OBJECTIVE: Which lines in the records below contain the word "wearing"? Copy each of those lines in full, and treat capital and lowercase letters as different.

SOURCE RECORDS:
----

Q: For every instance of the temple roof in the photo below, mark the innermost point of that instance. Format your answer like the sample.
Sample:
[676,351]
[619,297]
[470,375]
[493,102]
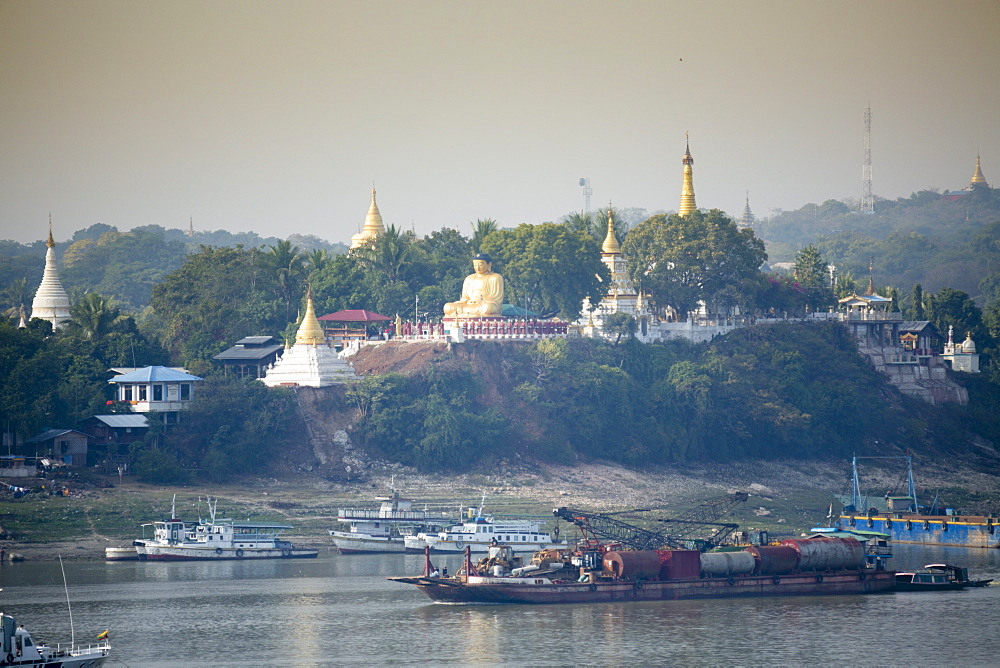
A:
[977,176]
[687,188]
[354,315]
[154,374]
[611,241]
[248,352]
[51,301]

----

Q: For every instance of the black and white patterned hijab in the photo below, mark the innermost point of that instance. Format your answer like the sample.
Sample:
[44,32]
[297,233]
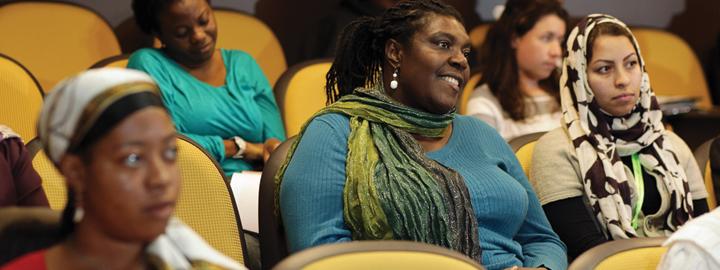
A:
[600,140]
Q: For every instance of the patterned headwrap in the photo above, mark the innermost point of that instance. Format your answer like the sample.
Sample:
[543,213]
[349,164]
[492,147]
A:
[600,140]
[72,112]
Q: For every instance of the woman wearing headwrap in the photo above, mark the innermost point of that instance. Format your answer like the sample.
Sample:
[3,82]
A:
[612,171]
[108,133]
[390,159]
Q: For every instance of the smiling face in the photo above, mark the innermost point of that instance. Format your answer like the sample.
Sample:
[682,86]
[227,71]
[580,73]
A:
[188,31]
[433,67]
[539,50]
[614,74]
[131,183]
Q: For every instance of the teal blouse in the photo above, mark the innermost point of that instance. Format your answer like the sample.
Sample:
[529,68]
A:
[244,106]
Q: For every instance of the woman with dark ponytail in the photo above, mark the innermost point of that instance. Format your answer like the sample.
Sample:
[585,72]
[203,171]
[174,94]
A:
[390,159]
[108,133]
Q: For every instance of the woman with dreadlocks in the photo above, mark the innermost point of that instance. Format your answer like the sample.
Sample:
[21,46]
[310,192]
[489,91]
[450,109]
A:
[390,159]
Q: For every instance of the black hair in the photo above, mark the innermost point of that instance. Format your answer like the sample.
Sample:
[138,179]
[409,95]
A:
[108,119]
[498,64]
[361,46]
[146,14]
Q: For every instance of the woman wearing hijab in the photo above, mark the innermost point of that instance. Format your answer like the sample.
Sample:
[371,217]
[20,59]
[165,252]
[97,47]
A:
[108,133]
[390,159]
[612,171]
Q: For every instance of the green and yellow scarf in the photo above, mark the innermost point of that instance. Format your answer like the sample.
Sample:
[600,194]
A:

----

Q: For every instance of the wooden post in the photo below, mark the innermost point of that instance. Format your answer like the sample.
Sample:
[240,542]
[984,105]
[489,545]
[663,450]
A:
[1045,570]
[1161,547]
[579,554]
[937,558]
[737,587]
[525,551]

----

CORRECT OUTPUT:
Q: For every instance of the woman wearing headwrap in the photo above, mark the innermost point of that instance. Format your answer like the sample.
Q: For every instance of the woman wearing hijab in the photo above, mark the innermost point of that instance. Format your answer like the sample.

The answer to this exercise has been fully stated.